Tarefas do exercício
**A)** Traduza para inglês a seguinte frase do excerto sobre a visita dos voluntários aos idosos: "Ninguém diria que esteve internada – a genica com que dança pela janela, canta e ri não lhe denunciam os 80 anos."
**B)** Retome o excerto sobre a visita dos voluntários aos idosos e continue-o a partir da última frase apresentada.

━━━━━ Excerto para leitura ━━━━━

Reconhece que já não dança como antigamente. Uma operação à coluna deixou-o com um problema na perna: “Ensinei muitas meninas a dançar, fui músico, tive bandas, fazia bailaricos, era uma beleza”, conta.
“Ah, hoje é o dia da dança”, graceja Dona Odete, que passa na rua, com um saco de compras vazio no braço, e por lá fica entretida a dançar com o grupo.
“É sempre uma animação”, desabafa.
A tarde começa na Costa de Caparica, junto ao ex-líbris arquitetónico Torre das Argolas, onde vive a ‘vóvó’ Maria Domingues. Os jovens estão expectantes com a visita, pois já não estão com a ‘avó’ há algum tempo por esta ter estado hospitalizada.
São recebidos com um ramo de flores de papel colorido, um passatempo que tinha no centro de dia e que mantém em casa.
Ninguém diria que esteve internada – a genica com que dança pela janela, canta e ri não lhe denunciam os 80 anos.
“São muito especiais e divertidos, tenho o coração cheio”, diz Maria Domingues, num entra e sai da janela para mostrar aos ‘netos’ aquilo com que se tem entretido. Joana Silva pede-lhe que não traga laranjas ou rebuçados, mas a ‘avó’ traz nas mãos duas bolas cor de rosa que anda a decorar.
“A valorização da pessoa idosa é claramente uma das nossas metas, objetivos, e combater o isolamento, claro”, começa por explicar Joana Silva, uma das kuduristas e dinamizadora do grupo, no qual todos adoram trabalhar com idosos.

Voluntários já lidavam com projetos sociais
Dias de muita dança e animação 
Houve uma altura, lembra, em que foram estas pessoas a cuidar dos outros, chegando agora o tempo de serem cuidadas: “Não há maior riqueza do que eles e ter a possibilidade e privilégio de dizer ‘és especial’, porque o são, é devolver qualquer coisa, aprendemos todos os dias”.
Joana Dias reconhece que uma visita, um dedo de conversa, um telefonema fazem “toda a diferença” a estas pessoas. E, agora, “ter alguém que dança, que os faz ficar conhecidos, mexe com a autoestima e fá-los sentir superimportantes”.
De alguma forma, estes cinco voluntários já lidavam com projetos sociais. Joana e Gonçalo Silvestre, guia das Avós do Mar, já trabalhavam com alguns destes idosos no projeto Varina, sobretudo com turistas, mas com a pandemia a iniciativa teve de ficar suspensa.

━━━━━ Dados fornecidos ━━━━━

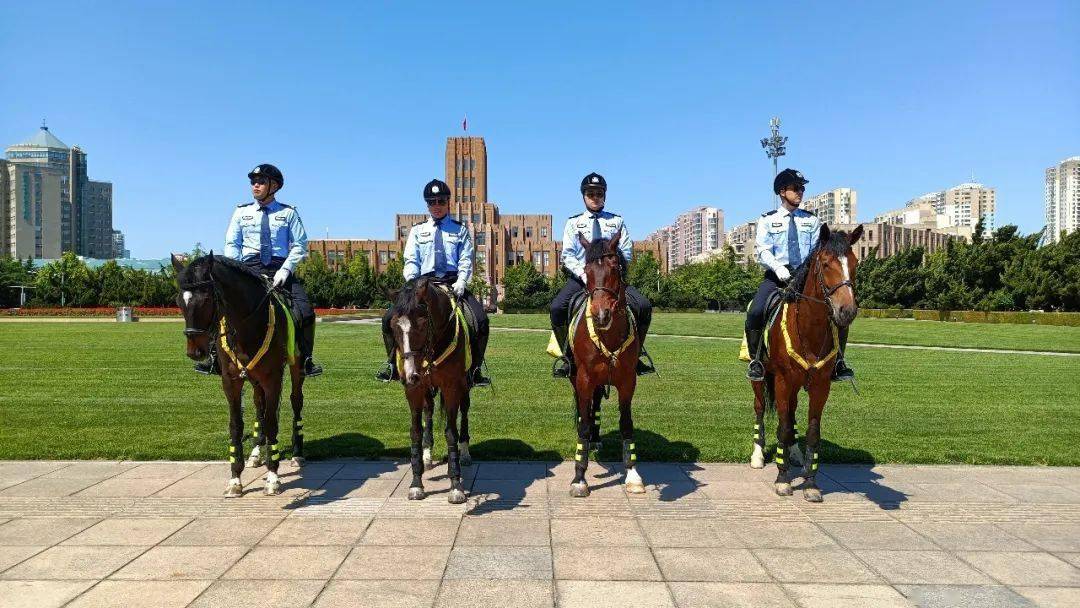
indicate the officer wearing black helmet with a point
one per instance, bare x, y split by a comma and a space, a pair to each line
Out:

━━━━━
━━━━━ Dados fornecidos ━━━━━

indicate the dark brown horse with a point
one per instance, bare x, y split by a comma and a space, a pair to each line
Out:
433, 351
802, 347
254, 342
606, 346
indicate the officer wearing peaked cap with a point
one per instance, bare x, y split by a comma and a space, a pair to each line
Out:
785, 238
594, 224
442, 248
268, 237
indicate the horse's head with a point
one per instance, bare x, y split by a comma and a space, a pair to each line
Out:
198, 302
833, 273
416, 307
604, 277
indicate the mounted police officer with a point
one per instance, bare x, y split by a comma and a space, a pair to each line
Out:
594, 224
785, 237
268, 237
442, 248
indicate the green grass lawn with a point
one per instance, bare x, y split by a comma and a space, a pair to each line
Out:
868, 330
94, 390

━━━━━

Resultados das tarefas
**A)** No one would guess she had been in the hospital – the energy with which she dances at the window, sings and laughs does not give away her 80 years.

**B)**
“É mais o que levamos do que o que damos aqui”, confessa Miguel Graça, professor de dança e coreógrafo, reconhecendo que a partilha do ritmo do kuduro e da “energia positiva” resulta numa experiência “muito positiva”.
Com emoção, reconhece que é com “uma gratidão enorme” que vê a entrega dos ‘avós’ e o seu ‘feedback’ positivo a um ritmo que não é propriamente conhecido destas gerações.
“Está a ser brutal”, sintetiza, admitindo que alguma coreografia e passos de kuduro ou afrohouse são adaptados para os alunos ‘vovós’.

Um projeto que junta a dança com os afetos 
Jovens levam afetos e alegria aos mais velhos 

Diana Ramos, Gonçalo Silvestre, Joana Silva, Miguel Graça e Rafaela Schneider são os Kuduristas da Caparica e pretendem desenvolver um projeto-piloto no concelho de Almada, para que se espalhe depois a outros locais do país.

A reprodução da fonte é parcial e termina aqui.